■ **What you need to do**:
1) Reproduce the passage on password-derived SHA256 keys word for word, starting at "1. Brute force" and ending at "only 40 bits.".
2) Carry on the passage on password-derived SHA256 keys from its last sentence.

■ **Document text**:
▼

Let's say a hacker wants to find out what the 256-bit key is. There are two ways:

  1. Brute force password - since we are using slow hashing function (PBKDF2) and at least 40-bits of entropy passwords, it will take years.
  2. Try to find out the key by attacking from "the other side". So, the hacker will need to find a preimage, thus key K of the hash H. As we know SHA256 is one-way function, so it is nearly impossible.

The question is: are there any possible vulnerabilities in this solution? I know that finding a 256-bit random preimage of SHA256 is not possible, but we are not dealing here with a "true" 256-bit value generated by a cryptographically secure random number generator. The 256-bit key K we are dealing with is in fact derived from a user password which entropy is much, much lower, let's say only 40 bits.

▲

■ **Material supplied**:
▼

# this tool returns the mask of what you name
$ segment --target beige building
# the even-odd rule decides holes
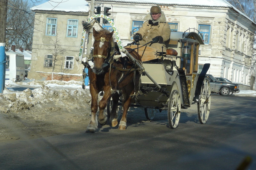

▲
▼

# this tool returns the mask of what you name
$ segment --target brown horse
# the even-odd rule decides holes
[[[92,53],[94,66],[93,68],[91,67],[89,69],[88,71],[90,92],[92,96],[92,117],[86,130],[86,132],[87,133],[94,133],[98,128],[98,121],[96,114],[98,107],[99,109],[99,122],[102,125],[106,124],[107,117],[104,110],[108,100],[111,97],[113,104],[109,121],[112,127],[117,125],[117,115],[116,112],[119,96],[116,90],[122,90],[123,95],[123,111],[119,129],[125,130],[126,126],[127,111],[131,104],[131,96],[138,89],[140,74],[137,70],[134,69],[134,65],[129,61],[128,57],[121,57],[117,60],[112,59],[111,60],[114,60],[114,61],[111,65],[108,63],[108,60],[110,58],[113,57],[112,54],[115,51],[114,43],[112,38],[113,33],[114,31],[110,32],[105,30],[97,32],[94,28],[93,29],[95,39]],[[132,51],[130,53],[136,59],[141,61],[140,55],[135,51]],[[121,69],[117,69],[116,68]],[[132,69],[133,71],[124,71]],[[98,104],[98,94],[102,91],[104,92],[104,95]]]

▲

■ **Outputs by task**:
1)
1. Brute force password - since we are using slow hashing function (PBKDF2) and at least 40-bits of entropy passwords, it will take years.
  2. Try to find out the key by attacking from "the other side". So, the hacker will need to find a preimage, thus key K of the hash H. As we know SHA256 is one-way function, so it is nearly impossible.

The question is: are there any possible vulnerabilities in this solution? I know that finding a 256-bit random preimage of SHA256 is not possible, but we are not dealing here with a "true" 256-bit value generated by a cryptographically secure random number generator. The 256-bit key K we are dealing with is in fact derived from a user password which entropy is much, much lower, let's say only 40 bits.

2)
What I understand is that from the perspective of a second attack we can treat the key K as a true 256-bit value because we have to find out the exact 256-bit value. We don't need to worry that it was derived from a source with 40-bits entropy. We have to worry about this only in the first scenario, so that's why I want to use a slow hashing function.

Conclusion: it is more likely the key K will be found by following the first way of attack than the second one, thus this only one SHA256 hashing round is secure. If I want to make the entire solution more secure I should consider more PBKDF2 iterations or the PBKDF2 should be replaced with a better function (like Argon2). Am I right?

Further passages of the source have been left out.